Written request 1 ->
Using the Adoption Act excerpt, answer these questions:
(a) Under subsection (1)(b)(i), for how long must the adoptive parent or parents have been resident in the country?
(b) Under subsection (2), what effect is a qualifying adoption order to have?
(c) Under subsection (2)(b), whose custody right must the adoptive parents' right be superior to?
Written request 2 -> List every condition in subsection (2) of the Adoption Act excerpt that must be met for a foreign adoption order to have the same effect as an adoption order made under the Act.
Written request 3 -> Translate this sentence from the Adoption Act excerpt into French: "Section 116 provides for the recognition of certain other foreign adoptions as follows:"

Source document ->
....................
Alternative application under s 116 of the Adoption Act
-
Section 116 provides for the recognition of certain other foreign adoptions as follows:
“116 Recognition of foreign adoptions in countries other than Convention countries and prescribed overseas jurisdictions
(1) This section applies to an order for the adoption of a person—
(a) that was made (whether before or after the commencement of this section) in a country other than Australia that is not a Convention country or a prescribed overseas jurisdiction, and
(b) if, at the time at which the legal steps that resulted in the adoption were commenced, the adoptive parent or parents—
(i) had been resident in that country for 12 months or more, or
(ii) were domiciled in that country.
(2) An order for the adoption of a person to which this section applies is to have the same effect as an adoption order made under this Act if—
(a) the adoption is in accordance with and has not been rescinded under the law of that country, and
(b) in consequence of the adoption, the adoptive parent or parents, under the law of that country, have a right superior to that of the adopted person’s birth parents in relation to the custody of the adopted person, and
(c) under the law of that country the adoptive parent or parents were, because of the adoption, placed generally in relation to the adopted person in the position of a parent or parents.
....................
Data excerpt ->
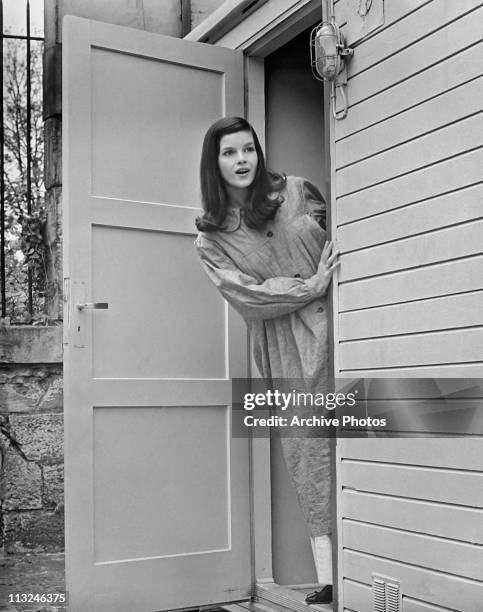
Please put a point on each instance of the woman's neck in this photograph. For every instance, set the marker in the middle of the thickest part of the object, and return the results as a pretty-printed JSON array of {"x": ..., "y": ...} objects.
....................
Exercise result 1 ->
(a) 12 months or more.
(b) The same effect as an adoption order made under this Act.
(c) The adopted person's birth parents.

Exercise result 2 ->
- The adoption is in accordance with the law of that country and has not been rescinded under it.
- Because of the adoption, the adoptive parent or parents have a right superior to that of the adopted person's birth parents in relation to the custody of the adopted person under the law of that country.
- Under the law of that country, the adoption placed the adoptive parent or parents generally in the position of a parent or parents in relation to the adopted person.

Exercise result 3 -> L'article 116 prévoit la reconnaissance de certaines autres adoptions étrangères comme suit :